Work request: Read the lines below. Copy out any that hold the string "blade".

● ● ● ● ●

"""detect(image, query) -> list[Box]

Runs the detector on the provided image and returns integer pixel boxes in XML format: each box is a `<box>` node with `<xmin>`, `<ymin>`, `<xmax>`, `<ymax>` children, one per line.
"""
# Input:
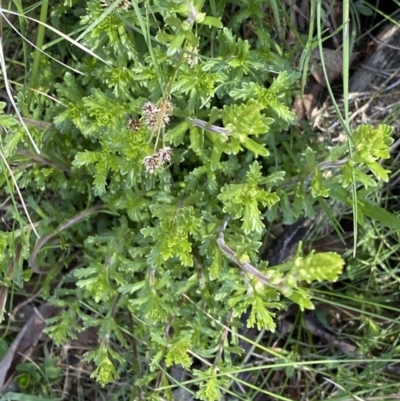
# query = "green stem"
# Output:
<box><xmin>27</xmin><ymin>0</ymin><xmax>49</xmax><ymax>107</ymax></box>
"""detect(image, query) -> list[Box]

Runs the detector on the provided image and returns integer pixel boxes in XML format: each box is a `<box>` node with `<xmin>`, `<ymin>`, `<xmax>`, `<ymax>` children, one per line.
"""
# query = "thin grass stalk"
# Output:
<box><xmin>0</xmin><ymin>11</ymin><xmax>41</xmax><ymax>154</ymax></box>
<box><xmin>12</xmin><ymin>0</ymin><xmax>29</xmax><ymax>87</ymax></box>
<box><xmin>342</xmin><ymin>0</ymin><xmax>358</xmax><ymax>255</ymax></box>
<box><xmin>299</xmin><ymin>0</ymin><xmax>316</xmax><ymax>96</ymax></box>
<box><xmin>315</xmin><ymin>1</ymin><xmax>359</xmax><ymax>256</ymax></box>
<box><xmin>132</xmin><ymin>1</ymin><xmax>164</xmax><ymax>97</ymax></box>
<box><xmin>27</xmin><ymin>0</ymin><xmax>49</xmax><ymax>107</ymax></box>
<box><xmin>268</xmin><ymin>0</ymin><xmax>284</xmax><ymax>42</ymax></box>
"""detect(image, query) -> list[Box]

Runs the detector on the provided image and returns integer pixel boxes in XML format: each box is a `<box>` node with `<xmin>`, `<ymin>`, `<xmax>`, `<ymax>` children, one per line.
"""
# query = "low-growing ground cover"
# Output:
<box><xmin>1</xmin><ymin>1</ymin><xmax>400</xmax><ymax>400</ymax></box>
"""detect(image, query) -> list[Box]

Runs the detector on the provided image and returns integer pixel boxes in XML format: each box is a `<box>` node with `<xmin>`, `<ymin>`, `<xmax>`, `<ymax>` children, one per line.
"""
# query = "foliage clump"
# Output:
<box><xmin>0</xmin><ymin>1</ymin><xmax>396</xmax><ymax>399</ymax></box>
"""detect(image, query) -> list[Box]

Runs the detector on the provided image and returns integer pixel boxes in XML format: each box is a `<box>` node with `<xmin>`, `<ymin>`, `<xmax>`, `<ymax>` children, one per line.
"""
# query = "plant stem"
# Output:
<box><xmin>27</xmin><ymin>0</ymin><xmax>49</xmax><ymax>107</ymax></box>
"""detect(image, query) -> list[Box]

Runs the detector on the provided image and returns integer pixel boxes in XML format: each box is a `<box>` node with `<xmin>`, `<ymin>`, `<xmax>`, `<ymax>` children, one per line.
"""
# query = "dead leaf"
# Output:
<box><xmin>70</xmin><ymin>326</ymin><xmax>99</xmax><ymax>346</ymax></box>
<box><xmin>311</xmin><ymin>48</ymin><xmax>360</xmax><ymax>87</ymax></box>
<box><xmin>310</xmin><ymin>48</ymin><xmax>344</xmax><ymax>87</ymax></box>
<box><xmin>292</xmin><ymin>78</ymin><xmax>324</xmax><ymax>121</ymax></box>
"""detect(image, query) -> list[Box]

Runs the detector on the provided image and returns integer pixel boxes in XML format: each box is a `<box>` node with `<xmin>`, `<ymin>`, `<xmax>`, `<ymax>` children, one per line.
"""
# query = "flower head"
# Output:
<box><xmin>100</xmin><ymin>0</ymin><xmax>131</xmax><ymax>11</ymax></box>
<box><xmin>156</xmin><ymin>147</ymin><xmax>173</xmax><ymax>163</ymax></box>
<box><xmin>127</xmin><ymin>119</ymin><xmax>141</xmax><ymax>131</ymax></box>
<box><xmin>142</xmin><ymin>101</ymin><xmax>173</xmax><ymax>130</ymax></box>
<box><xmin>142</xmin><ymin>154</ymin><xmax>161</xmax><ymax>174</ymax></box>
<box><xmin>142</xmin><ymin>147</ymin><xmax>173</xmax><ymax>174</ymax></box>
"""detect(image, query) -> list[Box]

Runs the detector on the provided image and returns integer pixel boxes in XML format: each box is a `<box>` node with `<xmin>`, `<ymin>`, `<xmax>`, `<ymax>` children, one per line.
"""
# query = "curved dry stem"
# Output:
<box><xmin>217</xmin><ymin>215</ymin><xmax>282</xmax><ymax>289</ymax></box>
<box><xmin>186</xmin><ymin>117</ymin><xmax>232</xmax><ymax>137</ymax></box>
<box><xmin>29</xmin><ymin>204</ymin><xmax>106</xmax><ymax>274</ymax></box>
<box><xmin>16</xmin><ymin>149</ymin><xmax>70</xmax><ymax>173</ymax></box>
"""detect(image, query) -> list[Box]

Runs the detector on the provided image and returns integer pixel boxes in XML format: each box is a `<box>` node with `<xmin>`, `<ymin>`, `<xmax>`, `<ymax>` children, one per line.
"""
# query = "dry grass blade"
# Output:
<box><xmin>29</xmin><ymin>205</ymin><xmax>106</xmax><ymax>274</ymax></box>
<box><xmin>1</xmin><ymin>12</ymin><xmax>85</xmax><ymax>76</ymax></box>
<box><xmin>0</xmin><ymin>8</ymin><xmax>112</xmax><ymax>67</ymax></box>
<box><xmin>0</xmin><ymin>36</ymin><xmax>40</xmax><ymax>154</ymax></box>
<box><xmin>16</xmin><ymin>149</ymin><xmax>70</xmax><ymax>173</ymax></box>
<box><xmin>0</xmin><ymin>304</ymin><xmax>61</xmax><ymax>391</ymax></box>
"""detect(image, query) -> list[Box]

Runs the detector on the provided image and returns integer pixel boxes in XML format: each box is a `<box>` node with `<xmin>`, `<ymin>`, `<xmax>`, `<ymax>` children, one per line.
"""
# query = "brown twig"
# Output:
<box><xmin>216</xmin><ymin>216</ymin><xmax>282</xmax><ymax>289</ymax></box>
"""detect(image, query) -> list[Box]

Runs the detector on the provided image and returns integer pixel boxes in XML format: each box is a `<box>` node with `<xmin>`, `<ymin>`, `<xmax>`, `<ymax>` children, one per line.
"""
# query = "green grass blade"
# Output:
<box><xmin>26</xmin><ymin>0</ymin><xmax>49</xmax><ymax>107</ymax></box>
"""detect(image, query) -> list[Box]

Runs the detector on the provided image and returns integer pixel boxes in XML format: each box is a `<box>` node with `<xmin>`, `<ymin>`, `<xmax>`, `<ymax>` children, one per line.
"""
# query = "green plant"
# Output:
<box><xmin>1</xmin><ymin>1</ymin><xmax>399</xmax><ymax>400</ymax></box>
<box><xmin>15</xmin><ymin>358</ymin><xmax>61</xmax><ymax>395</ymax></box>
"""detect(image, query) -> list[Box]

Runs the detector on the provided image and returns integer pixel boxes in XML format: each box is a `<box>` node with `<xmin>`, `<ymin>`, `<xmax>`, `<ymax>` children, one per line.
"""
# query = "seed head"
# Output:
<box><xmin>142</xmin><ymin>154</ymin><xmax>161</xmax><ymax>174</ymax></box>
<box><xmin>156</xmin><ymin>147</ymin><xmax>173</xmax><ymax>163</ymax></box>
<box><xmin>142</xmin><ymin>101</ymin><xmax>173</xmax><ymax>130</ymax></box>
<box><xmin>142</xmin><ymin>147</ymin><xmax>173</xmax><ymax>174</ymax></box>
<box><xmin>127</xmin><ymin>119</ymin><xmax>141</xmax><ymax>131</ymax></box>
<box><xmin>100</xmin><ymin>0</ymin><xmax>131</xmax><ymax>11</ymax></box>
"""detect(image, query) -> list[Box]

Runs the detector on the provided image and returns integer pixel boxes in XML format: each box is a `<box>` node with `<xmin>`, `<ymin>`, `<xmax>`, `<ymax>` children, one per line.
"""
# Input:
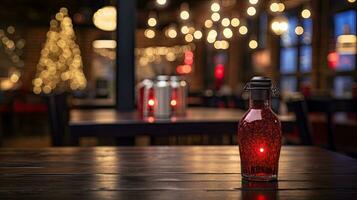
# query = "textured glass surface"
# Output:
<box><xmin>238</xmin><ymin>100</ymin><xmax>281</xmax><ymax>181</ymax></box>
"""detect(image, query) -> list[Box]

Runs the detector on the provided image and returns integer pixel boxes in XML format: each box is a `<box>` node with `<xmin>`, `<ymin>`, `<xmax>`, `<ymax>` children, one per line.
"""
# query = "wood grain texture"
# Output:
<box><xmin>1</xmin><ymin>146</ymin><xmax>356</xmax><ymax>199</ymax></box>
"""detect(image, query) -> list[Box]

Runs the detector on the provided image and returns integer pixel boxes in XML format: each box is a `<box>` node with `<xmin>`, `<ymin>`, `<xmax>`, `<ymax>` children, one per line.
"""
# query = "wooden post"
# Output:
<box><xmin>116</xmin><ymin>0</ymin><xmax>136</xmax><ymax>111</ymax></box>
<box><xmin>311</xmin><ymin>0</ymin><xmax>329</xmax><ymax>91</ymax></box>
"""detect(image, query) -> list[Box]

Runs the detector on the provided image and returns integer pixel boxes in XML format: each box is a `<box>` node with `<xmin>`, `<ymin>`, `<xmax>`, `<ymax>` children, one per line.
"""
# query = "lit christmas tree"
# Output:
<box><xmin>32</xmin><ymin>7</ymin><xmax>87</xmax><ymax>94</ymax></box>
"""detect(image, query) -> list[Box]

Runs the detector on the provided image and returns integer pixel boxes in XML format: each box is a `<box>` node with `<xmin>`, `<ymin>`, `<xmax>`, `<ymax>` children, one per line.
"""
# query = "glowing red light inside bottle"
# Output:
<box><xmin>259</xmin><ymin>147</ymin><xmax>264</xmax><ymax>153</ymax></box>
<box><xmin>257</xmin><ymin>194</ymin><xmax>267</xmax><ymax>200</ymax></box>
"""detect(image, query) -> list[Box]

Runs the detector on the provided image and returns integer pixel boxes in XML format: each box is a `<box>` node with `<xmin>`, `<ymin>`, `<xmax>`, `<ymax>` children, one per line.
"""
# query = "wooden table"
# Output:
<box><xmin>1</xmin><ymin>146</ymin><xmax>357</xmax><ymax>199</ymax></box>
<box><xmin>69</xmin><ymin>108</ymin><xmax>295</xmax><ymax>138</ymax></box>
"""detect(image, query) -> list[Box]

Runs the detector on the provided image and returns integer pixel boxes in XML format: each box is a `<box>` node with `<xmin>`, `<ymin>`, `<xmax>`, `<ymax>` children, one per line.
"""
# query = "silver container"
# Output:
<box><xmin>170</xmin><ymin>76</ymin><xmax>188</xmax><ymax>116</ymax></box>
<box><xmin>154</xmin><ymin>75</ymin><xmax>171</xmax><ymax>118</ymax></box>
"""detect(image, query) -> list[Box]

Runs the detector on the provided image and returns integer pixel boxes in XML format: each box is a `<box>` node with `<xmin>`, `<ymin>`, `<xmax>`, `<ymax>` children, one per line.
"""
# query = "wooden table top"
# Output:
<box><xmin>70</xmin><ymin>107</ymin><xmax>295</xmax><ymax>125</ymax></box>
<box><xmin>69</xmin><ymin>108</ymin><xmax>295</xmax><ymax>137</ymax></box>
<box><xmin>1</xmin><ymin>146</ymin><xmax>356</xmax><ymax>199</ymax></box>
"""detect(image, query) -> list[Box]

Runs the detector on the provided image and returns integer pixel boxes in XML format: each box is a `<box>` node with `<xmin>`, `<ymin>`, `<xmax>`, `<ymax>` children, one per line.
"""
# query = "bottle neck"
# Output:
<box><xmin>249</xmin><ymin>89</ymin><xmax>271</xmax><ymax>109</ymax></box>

● ● ● ● ●

The completed task:
# query = "dry grass blade"
# query = "green grass blade"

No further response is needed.